**About this exercise**
Take everything from the start of the lines down to the line containing "box: [153, 649, 179, 678]", change "high-resolution" to "full-resolution", and write those lines out again with nothing else altered.

Records from a data source
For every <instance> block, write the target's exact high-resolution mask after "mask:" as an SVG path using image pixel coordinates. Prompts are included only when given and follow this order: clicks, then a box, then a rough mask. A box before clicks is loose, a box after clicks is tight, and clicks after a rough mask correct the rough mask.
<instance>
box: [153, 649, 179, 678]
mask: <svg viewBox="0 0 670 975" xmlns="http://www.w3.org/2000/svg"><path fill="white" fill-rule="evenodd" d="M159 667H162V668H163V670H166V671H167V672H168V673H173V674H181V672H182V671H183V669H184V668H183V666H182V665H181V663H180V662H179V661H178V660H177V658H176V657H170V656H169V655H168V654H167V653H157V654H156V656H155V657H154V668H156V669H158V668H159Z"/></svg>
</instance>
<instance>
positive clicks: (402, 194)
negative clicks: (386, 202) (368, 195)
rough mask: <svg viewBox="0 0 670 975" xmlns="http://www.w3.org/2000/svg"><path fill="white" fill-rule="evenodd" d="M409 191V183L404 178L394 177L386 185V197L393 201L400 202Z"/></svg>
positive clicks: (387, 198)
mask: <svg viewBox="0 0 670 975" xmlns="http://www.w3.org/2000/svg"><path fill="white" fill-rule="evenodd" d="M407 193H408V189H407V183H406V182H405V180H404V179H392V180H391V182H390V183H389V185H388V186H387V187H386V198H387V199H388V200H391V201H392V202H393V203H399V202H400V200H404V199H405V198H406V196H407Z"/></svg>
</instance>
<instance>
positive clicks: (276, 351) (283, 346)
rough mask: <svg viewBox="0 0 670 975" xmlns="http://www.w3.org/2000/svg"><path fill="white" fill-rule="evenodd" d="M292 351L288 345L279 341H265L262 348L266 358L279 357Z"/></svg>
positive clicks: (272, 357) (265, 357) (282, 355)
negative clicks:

**Answer to the exercise**
For every <instance> block, write the target's exact full-resolution mask after "mask:" as an SVG path using image pixel coordinates. Prompts are included only when given and follow this order: clicks, then a box, then a rough mask. A box before clicks is loose, a box after clicks is tight, and clicks after a rough mask correct the rough mask.
<instance>
box: [153, 649, 179, 678]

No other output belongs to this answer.